EXERCISE MATERIAL:
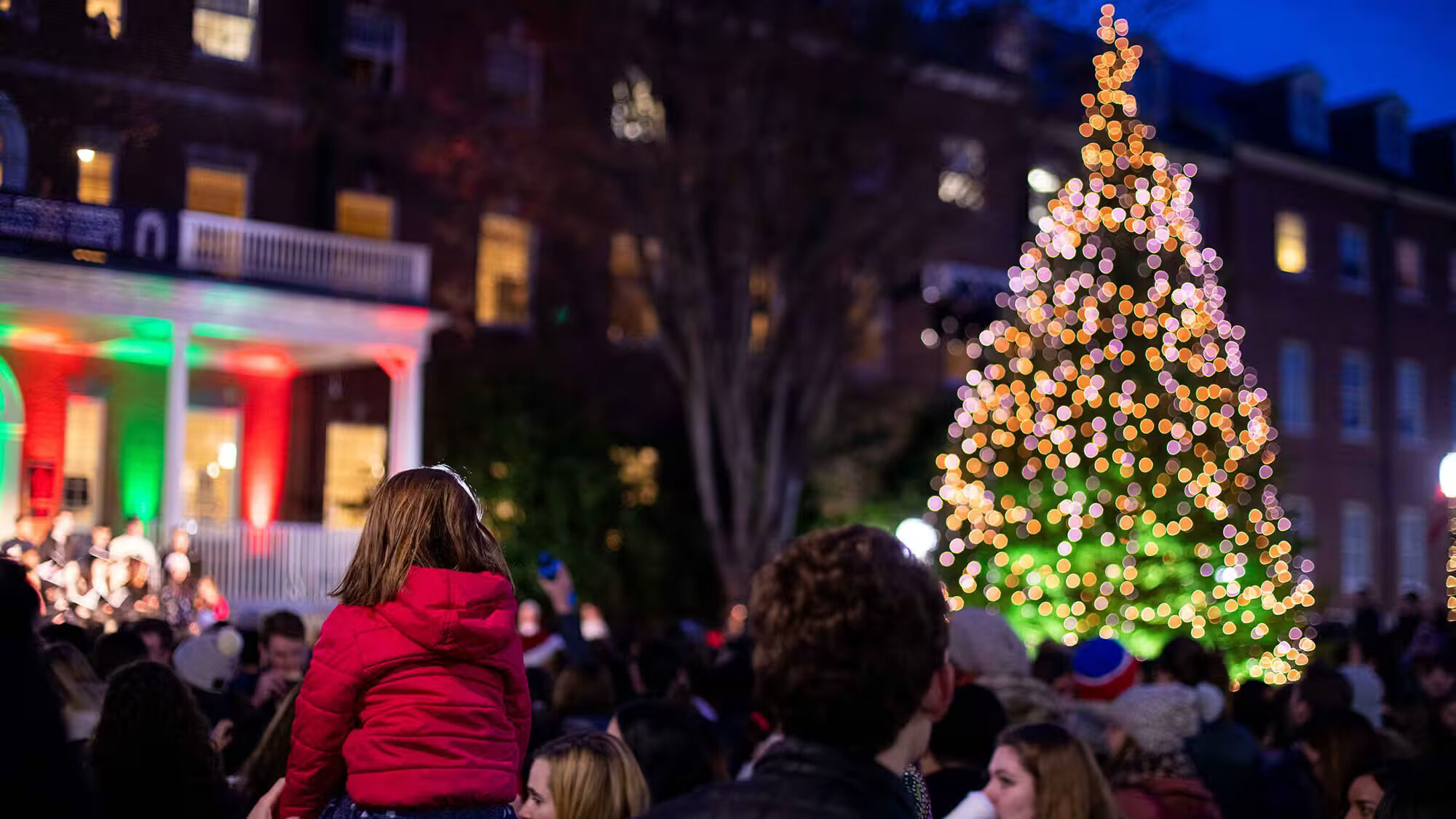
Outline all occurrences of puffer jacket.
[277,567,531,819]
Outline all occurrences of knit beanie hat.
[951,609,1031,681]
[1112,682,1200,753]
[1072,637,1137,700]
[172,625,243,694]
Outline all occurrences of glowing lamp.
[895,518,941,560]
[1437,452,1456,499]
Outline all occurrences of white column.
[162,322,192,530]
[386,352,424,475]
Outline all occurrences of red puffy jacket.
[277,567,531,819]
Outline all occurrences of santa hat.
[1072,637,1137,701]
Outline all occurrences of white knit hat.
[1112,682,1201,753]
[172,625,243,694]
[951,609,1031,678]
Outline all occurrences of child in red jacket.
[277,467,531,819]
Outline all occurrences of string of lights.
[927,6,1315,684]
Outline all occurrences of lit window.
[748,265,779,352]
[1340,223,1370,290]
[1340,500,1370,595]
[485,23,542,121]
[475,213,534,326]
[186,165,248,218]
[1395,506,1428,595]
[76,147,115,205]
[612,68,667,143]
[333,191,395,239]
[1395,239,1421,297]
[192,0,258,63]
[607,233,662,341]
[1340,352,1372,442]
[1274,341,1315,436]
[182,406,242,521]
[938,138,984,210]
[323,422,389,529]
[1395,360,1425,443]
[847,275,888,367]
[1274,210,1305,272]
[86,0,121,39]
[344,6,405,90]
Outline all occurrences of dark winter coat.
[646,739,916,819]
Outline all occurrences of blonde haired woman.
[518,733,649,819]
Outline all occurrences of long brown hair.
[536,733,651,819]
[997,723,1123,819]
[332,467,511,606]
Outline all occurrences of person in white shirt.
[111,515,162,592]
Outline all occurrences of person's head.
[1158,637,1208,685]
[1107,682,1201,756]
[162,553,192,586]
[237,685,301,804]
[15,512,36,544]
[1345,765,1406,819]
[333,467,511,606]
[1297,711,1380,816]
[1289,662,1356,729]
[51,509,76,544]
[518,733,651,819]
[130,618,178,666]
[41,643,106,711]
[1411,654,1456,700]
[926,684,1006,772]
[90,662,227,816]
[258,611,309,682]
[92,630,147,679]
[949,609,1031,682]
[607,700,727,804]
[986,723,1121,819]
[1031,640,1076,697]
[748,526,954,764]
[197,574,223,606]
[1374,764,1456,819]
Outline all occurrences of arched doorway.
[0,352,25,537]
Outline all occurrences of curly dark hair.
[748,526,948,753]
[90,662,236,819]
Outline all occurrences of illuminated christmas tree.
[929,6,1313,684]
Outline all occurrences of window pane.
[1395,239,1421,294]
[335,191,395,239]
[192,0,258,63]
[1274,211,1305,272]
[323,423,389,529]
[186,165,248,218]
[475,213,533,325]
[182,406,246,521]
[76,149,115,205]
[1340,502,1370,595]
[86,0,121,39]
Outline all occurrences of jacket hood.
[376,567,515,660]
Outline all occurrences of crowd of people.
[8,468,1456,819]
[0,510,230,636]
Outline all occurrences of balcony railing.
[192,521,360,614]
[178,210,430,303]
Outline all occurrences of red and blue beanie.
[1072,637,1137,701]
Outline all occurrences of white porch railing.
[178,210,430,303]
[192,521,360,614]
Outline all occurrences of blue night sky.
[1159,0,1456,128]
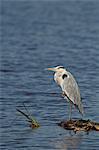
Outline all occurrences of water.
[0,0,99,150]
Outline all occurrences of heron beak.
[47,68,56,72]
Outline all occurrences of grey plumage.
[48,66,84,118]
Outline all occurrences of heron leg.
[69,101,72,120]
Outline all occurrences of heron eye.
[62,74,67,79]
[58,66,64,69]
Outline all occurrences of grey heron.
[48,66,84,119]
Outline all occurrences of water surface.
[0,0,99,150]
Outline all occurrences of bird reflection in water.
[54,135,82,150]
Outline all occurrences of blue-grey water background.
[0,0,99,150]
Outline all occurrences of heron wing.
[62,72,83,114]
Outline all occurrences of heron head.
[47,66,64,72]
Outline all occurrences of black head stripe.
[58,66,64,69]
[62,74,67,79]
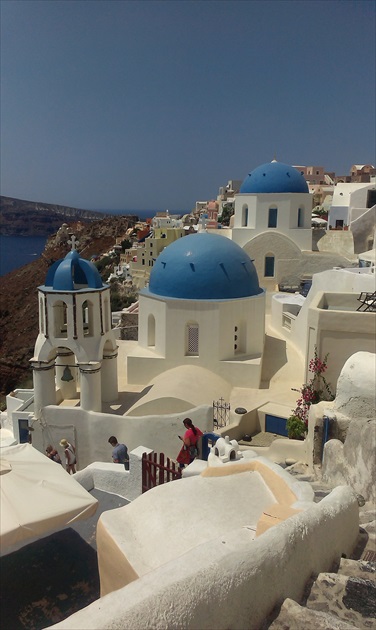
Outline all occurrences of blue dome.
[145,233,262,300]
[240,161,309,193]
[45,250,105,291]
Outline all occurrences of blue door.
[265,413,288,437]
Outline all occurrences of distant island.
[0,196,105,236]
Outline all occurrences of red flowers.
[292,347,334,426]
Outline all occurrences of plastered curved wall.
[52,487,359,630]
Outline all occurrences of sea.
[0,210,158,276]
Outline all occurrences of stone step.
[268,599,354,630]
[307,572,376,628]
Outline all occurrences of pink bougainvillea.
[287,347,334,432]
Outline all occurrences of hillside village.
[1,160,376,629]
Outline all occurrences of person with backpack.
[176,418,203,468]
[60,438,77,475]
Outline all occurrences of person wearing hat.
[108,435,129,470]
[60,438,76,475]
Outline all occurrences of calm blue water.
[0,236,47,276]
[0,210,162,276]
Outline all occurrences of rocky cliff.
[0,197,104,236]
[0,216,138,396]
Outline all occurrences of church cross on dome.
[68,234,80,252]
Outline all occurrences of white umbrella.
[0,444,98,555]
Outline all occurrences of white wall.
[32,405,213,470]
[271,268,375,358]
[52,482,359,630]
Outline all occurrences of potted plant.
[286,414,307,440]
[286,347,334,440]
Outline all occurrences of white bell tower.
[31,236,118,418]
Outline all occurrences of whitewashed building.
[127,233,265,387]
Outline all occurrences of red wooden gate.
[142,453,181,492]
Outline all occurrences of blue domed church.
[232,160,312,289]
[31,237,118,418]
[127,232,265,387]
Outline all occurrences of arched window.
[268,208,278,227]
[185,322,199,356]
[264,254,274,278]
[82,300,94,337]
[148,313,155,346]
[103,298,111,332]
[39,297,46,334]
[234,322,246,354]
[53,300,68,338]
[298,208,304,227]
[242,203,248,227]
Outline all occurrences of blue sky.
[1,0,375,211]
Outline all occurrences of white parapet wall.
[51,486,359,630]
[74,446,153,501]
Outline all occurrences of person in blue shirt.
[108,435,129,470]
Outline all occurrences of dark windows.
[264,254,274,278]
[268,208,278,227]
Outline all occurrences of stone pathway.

WRITTEN INSTRUCTION: Rewrite every one of the records above as a numbered list, skipping blank lines and leaving the pictures out of your answer.

EXERCISE ANSWER:
1. Outline all occurrences of puffer jacket.
2. [277,567,531,819]
3. Outline all occurrences of knit beanie hat.
4. [951,609,1031,681]
5. [1112,682,1200,753]
6. [1072,637,1137,700]
7. [172,625,243,694]
8. Outline all occurrences of glowing lamp.
9. [895,518,941,560]
10. [1437,452,1456,499]
11. Outline all occurrences of white column.
12. [162,322,192,530]
13. [386,352,424,475]
14. Outline all occurrences of red puffy jacket.
15. [277,567,531,819]
16. Outline all occurrences of santa hat.
17. [1072,637,1137,701]
18. Outline all occurrences of white knit hat.
19. [1112,682,1201,753]
20. [172,625,243,694]
21. [951,609,1031,678]
22. Outline all occurrences of child in red jacket.
23. [277,467,531,819]
24. Outline all occurrences of string of lights.
25. [927,6,1315,684]
26. Outline all occurrences of lit window.
27. [748,265,779,352]
28. [1340,223,1370,290]
29. [1340,500,1370,595]
30. [485,23,542,121]
31. [475,213,534,326]
32. [186,165,248,218]
33. [1395,506,1428,595]
34. [76,147,115,205]
35. [612,68,667,143]
36. [333,191,395,239]
37. [1395,239,1421,297]
38. [192,0,258,63]
39. [607,233,662,341]
40. [1340,352,1372,442]
41. [1274,341,1315,436]
42. [182,406,242,521]
43. [938,138,984,210]
44. [323,422,389,529]
45. [1395,360,1425,443]
46. [847,275,888,367]
47. [1274,210,1305,272]
48. [86,0,121,39]
49. [344,6,405,90]
50. Outline all occurrences of dark winter coat.
51. [646,739,916,819]
52. Outline all occurrences of blonde haired woman.
53. [518,733,649,819]
54. Outline all occurrences of long brown hair.
55. [536,733,651,819]
56. [997,723,1123,819]
57. [332,467,511,606]
58. Outline all occurrences of person in white shirt.
59. [111,515,162,592]
60. Outline all occurrences of person's head.
61. [1158,637,1208,685]
62. [1107,682,1201,756]
63. [162,553,192,586]
64. [237,685,301,804]
65. [15,512,36,544]
66. [1345,765,1406,819]
67. [333,467,511,606]
68. [1297,711,1380,816]
69. [1289,662,1356,729]
70. [51,509,76,544]
71. [518,733,651,819]
72. [130,618,178,666]
73. [41,643,106,711]
74. [1411,654,1456,700]
75. [926,684,1006,772]
76. [90,662,227,816]
77. [258,611,309,682]
78. [92,630,147,679]
79. [949,609,1031,682]
80. [607,700,727,804]
81. [986,723,1121,819]
82. [1031,640,1076,697]
83. [748,526,954,764]
84. [197,574,223,606]
85. [1374,764,1456,819]
86. Outline all occurrences of arched doorway.
87. [0,352,25,537]
88. Outline all occurrences of curly dark hair.
89. [748,526,948,753]
90. [90,662,236,819]
91. Outline all occurrences of illuminated christmas tree.
92. [929,6,1313,684]
93. Outline all occurrences of window pane.
94. [1395,239,1421,294]
95. [335,191,395,239]
96. [192,0,258,63]
97. [1274,211,1305,272]
98. [323,423,389,529]
99. [186,165,248,218]
100. [475,213,533,325]
101. [182,406,246,521]
102. [76,149,115,205]
103. [1340,502,1370,595]
104. [86,0,121,39]
105. Outline all occurrences of jacket hood.
106. [376,567,515,660]
107. Outline all occurrences of crowd of people.
108. [8,468,1456,819]
109. [0,510,230,636]
110. Outline all occurrences of balcony railing.
111. [192,521,360,614]
112. [178,210,430,303]
113. Outline all occurrences of red and blue beanie.
114. [1072,637,1137,701]
115. Outline all occurrences of white porch railing.
116. [178,210,430,303]
117. [192,521,360,614]
118. Outline all occurrences of blue night sky.
119. [1159,0,1456,128]
120. Outline all occurrences of water.
121. [0,0,99,150]
122. Outline all occurrences of heron beak.
123. [47,68,56,72]
124. Outline all occurrences of grey plumage.
125. [48,66,84,118]
126. Outline all occurrences of heron leg.
127. [69,101,72,120]
128. Outline all occurrences of heron eye.
129. [62,74,67,79]
130. [58,66,64,69]
131. Outline all occurrences of grey heron.
132. [48,66,84,119]
133. Outline all occurrences of water surface.
134. [0,0,99,150]
135. Outline all occurrences of bird reflection in water.
136. [54,135,82,150]
137. Outline all occurrences of blue-grey water background.
138. [0,0,99,150]
139. Outline all occurrences of heron wing.
140. [62,72,83,114]
141. Outline all occurrences of heron head.
142. [47,66,64,72]
143. Outline all occurrences of black head stripe.
144. [58,66,64,69]
145. [62,74,67,79]
146. Outline all occurrences of blue dome.
147. [145,233,262,300]
148. [240,161,309,193]
149. [45,250,105,291]
150. Outline all occurrences of blue door.
151. [265,413,288,437]
152. Outline all occurrences of distant island.
153. [0,196,105,236]
154. Outline all occurrences of red flowers.
155. [292,347,334,426]
156. Outline all occurrences of plastered curved wall.
157. [52,487,359,630]
158. Outline all occurrences of sea.
159. [0,210,158,276]
160. Outline all occurrences of stone step.
161. [268,599,354,630]
162. [307,572,376,628]
163. Outline all occurrences of pink bougainvillea.
164. [287,347,334,432]
165. Outline all occurrences of hillside village.
166. [1,160,376,629]
167. Outline all occurrences of person with backpack.
168. [176,418,203,468]
169. [60,438,77,475]
170. Outline all occurrences of person wearing hat.
171. [108,435,129,470]
172. [60,438,76,475]
173. Outline all occurrences of calm blue water.
174. [0,236,47,276]
175. [0,210,162,276]
176. Outline all occurrences of rocky cliff.
177. [0,197,104,236]
178. [0,216,138,396]
179. Outline all occurrences of church cross on dome.
180. [68,234,80,252]
181. Outline all occurrences of white umbrella.
182. [0,444,98,555]
183. Outline all occurrences of white wall.
184. [32,405,213,470]
185. [271,268,375,358]
186. [52,482,359,630]
187. Outline all occurrences of potted plant.
188. [286,414,307,440]
189. [286,347,334,440]
190. Outline all occurrences of white bell tower.
191. [31,236,118,418]
192. Outline all occurrences of whitewashed building.
193. [127,233,265,387]
194. Outline all occurrences of red wooden gate.
195. [142,453,181,492]
196. Outline all occurrences of blue domed church.
197. [232,160,312,289]
198. [31,237,118,418]
199. [127,232,265,387]
200. Outline all occurrences of arched window.
201. [268,208,278,227]
202. [185,322,199,356]
203. [264,254,274,278]
204. [82,300,94,337]
205. [148,313,155,346]
206. [103,298,111,332]
207. [39,297,46,334]
208. [234,322,246,354]
209. [53,300,68,338]
210. [298,208,304,227]
211. [242,203,248,227]
212. Outline all occurrences of blue sky.
213. [1,0,375,211]
214. Outline all occurrences of white parapet wall.
215. [51,486,359,630]
216. [74,446,153,501]
217. Outline all occurrences of person in blue shirt.
218. [108,435,129,470]
219. Outline all occurrences of dark windows.
220. [264,254,274,278]
221. [268,208,278,227]
222. Outline all occurrences of stone pathway.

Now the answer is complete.